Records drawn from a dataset
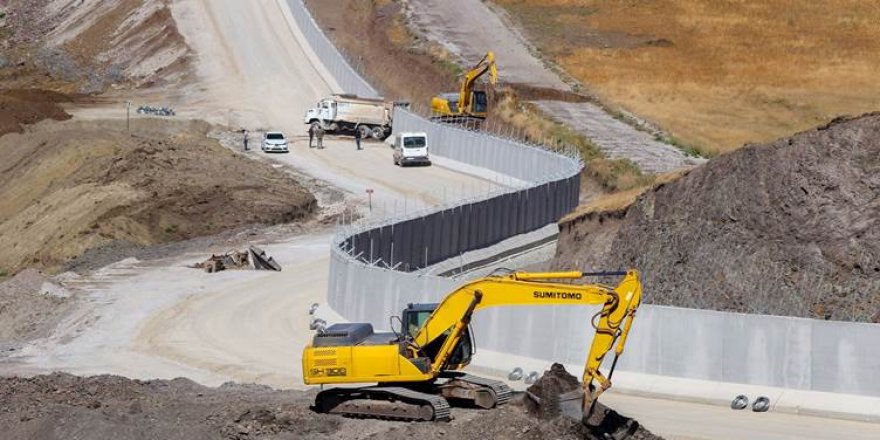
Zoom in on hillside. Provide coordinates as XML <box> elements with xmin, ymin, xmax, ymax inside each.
<box><xmin>1</xmin><ymin>0</ymin><xmax>190</xmax><ymax>93</ymax></box>
<box><xmin>493</xmin><ymin>0</ymin><xmax>880</xmax><ymax>156</ymax></box>
<box><xmin>0</xmin><ymin>119</ymin><xmax>316</xmax><ymax>275</ymax></box>
<box><xmin>554</xmin><ymin>114</ymin><xmax>880</xmax><ymax>322</ymax></box>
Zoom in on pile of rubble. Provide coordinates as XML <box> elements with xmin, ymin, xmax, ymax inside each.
<box><xmin>192</xmin><ymin>246</ymin><xmax>281</xmax><ymax>273</ymax></box>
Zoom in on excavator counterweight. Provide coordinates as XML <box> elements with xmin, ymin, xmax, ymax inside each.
<box><xmin>302</xmin><ymin>270</ymin><xmax>642</xmax><ymax>422</ymax></box>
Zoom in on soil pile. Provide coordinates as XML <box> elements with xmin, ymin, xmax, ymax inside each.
<box><xmin>0</xmin><ymin>370</ymin><xmax>663</xmax><ymax>440</ymax></box>
<box><xmin>0</xmin><ymin>119</ymin><xmax>316</xmax><ymax>274</ymax></box>
<box><xmin>0</xmin><ymin>373</ymin><xmax>340</xmax><ymax>440</ymax></box>
<box><xmin>0</xmin><ymin>89</ymin><xmax>72</xmax><ymax>137</ymax></box>
<box><xmin>524</xmin><ymin>362</ymin><xmax>581</xmax><ymax>419</ymax></box>
<box><xmin>555</xmin><ymin>114</ymin><xmax>880</xmax><ymax>322</ymax></box>
<box><xmin>374</xmin><ymin>364</ymin><xmax>663</xmax><ymax>439</ymax></box>
<box><xmin>0</xmin><ymin>269</ymin><xmax>74</xmax><ymax>348</ymax></box>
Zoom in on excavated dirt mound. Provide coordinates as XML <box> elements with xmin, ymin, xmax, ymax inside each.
<box><xmin>555</xmin><ymin>114</ymin><xmax>880</xmax><ymax>322</ymax></box>
<box><xmin>377</xmin><ymin>364</ymin><xmax>662</xmax><ymax>440</ymax></box>
<box><xmin>0</xmin><ymin>369</ymin><xmax>663</xmax><ymax>440</ymax></box>
<box><xmin>0</xmin><ymin>373</ymin><xmax>340</xmax><ymax>440</ymax></box>
<box><xmin>0</xmin><ymin>269</ymin><xmax>74</xmax><ymax>349</ymax></box>
<box><xmin>0</xmin><ymin>89</ymin><xmax>72</xmax><ymax>137</ymax></box>
<box><xmin>0</xmin><ymin>118</ymin><xmax>316</xmax><ymax>274</ymax></box>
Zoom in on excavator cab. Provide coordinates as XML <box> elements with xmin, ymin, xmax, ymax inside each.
<box><xmin>471</xmin><ymin>91</ymin><xmax>489</xmax><ymax>116</ymax></box>
<box><xmin>402</xmin><ymin>303</ymin><xmax>475</xmax><ymax>369</ymax></box>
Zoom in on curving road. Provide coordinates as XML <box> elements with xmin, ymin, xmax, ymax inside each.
<box><xmin>9</xmin><ymin>0</ymin><xmax>501</xmax><ymax>388</ymax></box>
<box><xmin>6</xmin><ymin>1</ymin><xmax>876</xmax><ymax>439</ymax></box>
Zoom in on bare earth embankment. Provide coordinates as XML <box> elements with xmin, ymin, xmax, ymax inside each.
<box><xmin>0</xmin><ymin>367</ymin><xmax>664</xmax><ymax>440</ymax></box>
<box><xmin>0</xmin><ymin>119</ymin><xmax>316</xmax><ymax>275</ymax></box>
<box><xmin>555</xmin><ymin>114</ymin><xmax>880</xmax><ymax>322</ymax></box>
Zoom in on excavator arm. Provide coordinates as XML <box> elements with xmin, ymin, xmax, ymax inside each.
<box><xmin>457</xmin><ymin>51</ymin><xmax>497</xmax><ymax>113</ymax></box>
<box><xmin>412</xmin><ymin>270</ymin><xmax>642</xmax><ymax>404</ymax></box>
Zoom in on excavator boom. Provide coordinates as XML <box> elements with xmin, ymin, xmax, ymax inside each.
<box><xmin>414</xmin><ymin>270</ymin><xmax>641</xmax><ymax>404</ymax></box>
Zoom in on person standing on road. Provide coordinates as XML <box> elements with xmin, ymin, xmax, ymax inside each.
<box><xmin>308</xmin><ymin>124</ymin><xmax>316</xmax><ymax>148</ymax></box>
<box><xmin>354</xmin><ymin>124</ymin><xmax>363</xmax><ymax>151</ymax></box>
<box><xmin>316</xmin><ymin>125</ymin><xmax>325</xmax><ymax>149</ymax></box>
<box><xmin>243</xmin><ymin>129</ymin><xmax>249</xmax><ymax>151</ymax></box>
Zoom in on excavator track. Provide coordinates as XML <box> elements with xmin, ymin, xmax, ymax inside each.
<box><xmin>438</xmin><ymin>372</ymin><xmax>513</xmax><ymax>407</ymax></box>
<box><xmin>314</xmin><ymin>386</ymin><xmax>452</xmax><ymax>422</ymax></box>
<box><xmin>454</xmin><ymin>374</ymin><xmax>513</xmax><ymax>406</ymax></box>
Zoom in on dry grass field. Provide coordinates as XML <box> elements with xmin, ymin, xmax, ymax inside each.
<box><xmin>495</xmin><ymin>0</ymin><xmax>880</xmax><ymax>155</ymax></box>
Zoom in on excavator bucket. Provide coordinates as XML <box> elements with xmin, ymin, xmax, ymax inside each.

__Instructions to follow__: Wherever a picture appears, omit it; copy the rest of the data exactly.

__Exercise solution__:
Zoom in on hillside. Provide coordinates as XML <box> elements with xmin, ymin, xmax, ymax inside each.
<box><xmin>1</xmin><ymin>0</ymin><xmax>190</xmax><ymax>93</ymax></box>
<box><xmin>493</xmin><ymin>0</ymin><xmax>880</xmax><ymax>156</ymax></box>
<box><xmin>0</xmin><ymin>119</ymin><xmax>316</xmax><ymax>275</ymax></box>
<box><xmin>554</xmin><ymin>114</ymin><xmax>880</xmax><ymax>322</ymax></box>
Zoom in on pile of rubble. Provide coordinates as XML <box> elements with xmin, ymin, xmax, ymax inside each.
<box><xmin>192</xmin><ymin>246</ymin><xmax>281</xmax><ymax>273</ymax></box>
Zoom in on excavator counterweight. Provide coordinates as XML <box> elements with xmin, ymin, xmax, ymax inside each.
<box><xmin>302</xmin><ymin>270</ymin><xmax>642</xmax><ymax>422</ymax></box>
Zoom in on soil pile. Provide coordinates as XML <box> elements with xmin, ymin, xmax, ymax inside each.
<box><xmin>0</xmin><ymin>370</ymin><xmax>663</xmax><ymax>440</ymax></box>
<box><xmin>0</xmin><ymin>119</ymin><xmax>316</xmax><ymax>274</ymax></box>
<box><xmin>0</xmin><ymin>373</ymin><xmax>340</xmax><ymax>440</ymax></box>
<box><xmin>0</xmin><ymin>89</ymin><xmax>72</xmax><ymax>137</ymax></box>
<box><xmin>524</xmin><ymin>362</ymin><xmax>581</xmax><ymax>419</ymax></box>
<box><xmin>555</xmin><ymin>114</ymin><xmax>880</xmax><ymax>322</ymax></box>
<box><xmin>374</xmin><ymin>364</ymin><xmax>663</xmax><ymax>439</ymax></box>
<box><xmin>0</xmin><ymin>269</ymin><xmax>74</xmax><ymax>348</ymax></box>
Zoom in on excavated dirt mound. Provide coordinates as XML <box> elements with xmin, ymin, xmax, ymax inside each.
<box><xmin>555</xmin><ymin>114</ymin><xmax>880</xmax><ymax>322</ymax></box>
<box><xmin>377</xmin><ymin>364</ymin><xmax>662</xmax><ymax>440</ymax></box>
<box><xmin>0</xmin><ymin>369</ymin><xmax>663</xmax><ymax>440</ymax></box>
<box><xmin>0</xmin><ymin>373</ymin><xmax>340</xmax><ymax>440</ymax></box>
<box><xmin>0</xmin><ymin>269</ymin><xmax>74</xmax><ymax>349</ymax></box>
<box><xmin>0</xmin><ymin>89</ymin><xmax>72</xmax><ymax>137</ymax></box>
<box><xmin>0</xmin><ymin>118</ymin><xmax>316</xmax><ymax>274</ymax></box>
Zoom in on excavator cab. Provide coordinates as XML <box> elements with xmin, ymin, xmax, ymax inside each.
<box><xmin>471</xmin><ymin>91</ymin><xmax>489</xmax><ymax>116</ymax></box>
<box><xmin>402</xmin><ymin>303</ymin><xmax>475</xmax><ymax>369</ymax></box>
Zoom in on curving road. Provide coordinates as XML <box> elements with xmin, ymin, xmax, ymax inside each.
<box><xmin>9</xmin><ymin>0</ymin><xmax>501</xmax><ymax>388</ymax></box>
<box><xmin>6</xmin><ymin>1</ymin><xmax>876</xmax><ymax>439</ymax></box>
Zoom in on bare earth embankment. Provide coordinates as XML <box> elements with xmin, ymin, xmax, ymax inside each.
<box><xmin>0</xmin><ymin>367</ymin><xmax>664</xmax><ymax>440</ymax></box>
<box><xmin>0</xmin><ymin>119</ymin><xmax>316</xmax><ymax>275</ymax></box>
<box><xmin>555</xmin><ymin>114</ymin><xmax>880</xmax><ymax>322</ymax></box>
Zoom in on excavator arm. Provide coordinates as XML <box> elements with xmin, ymin, xmax, ymax inside each.
<box><xmin>457</xmin><ymin>51</ymin><xmax>497</xmax><ymax>113</ymax></box>
<box><xmin>412</xmin><ymin>270</ymin><xmax>642</xmax><ymax>404</ymax></box>
Zoom in on excavator boom. Provide coordinates as XML <box> elements with xmin, ymin, xmax, ymax inside each.
<box><xmin>414</xmin><ymin>270</ymin><xmax>641</xmax><ymax>404</ymax></box>
Zoom in on person standing on road. Provide coordinates as XML <box> elements with xmin, ymin, xmax, ymax inside each.
<box><xmin>308</xmin><ymin>124</ymin><xmax>316</xmax><ymax>148</ymax></box>
<box><xmin>354</xmin><ymin>124</ymin><xmax>363</xmax><ymax>151</ymax></box>
<box><xmin>316</xmin><ymin>125</ymin><xmax>325</xmax><ymax>149</ymax></box>
<box><xmin>243</xmin><ymin>129</ymin><xmax>249</xmax><ymax>151</ymax></box>
Zoom in on excavator track. Provide coordinates as XML <box> elements with xmin, ymin, xmax, ymax inside each.
<box><xmin>438</xmin><ymin>372</ymin><xmax>513</xmax><ymax>407</ymax></box>
<box><xmin>314</xmin><ymin>386</ymin><xmax>452</xmax><ymax>422</ymax></box>
<box><xmin>454</xmin><ymin>374</ymin><xmax>513</xmax><ymax>406</ymax></box>
Zoom in on dry grass field. Provide coordinates as XML <box> elements with xmin, ymin, xmax, ymax inside each.
<box><xmin>495</xmin><ymin>0</ymin><xmax>880</xmax><ymax>155</ymax></box>
Zoom in on excavator bucket. Provide coordinates as XML <box> elements with xmin, ymin, xmax, ymax inside each.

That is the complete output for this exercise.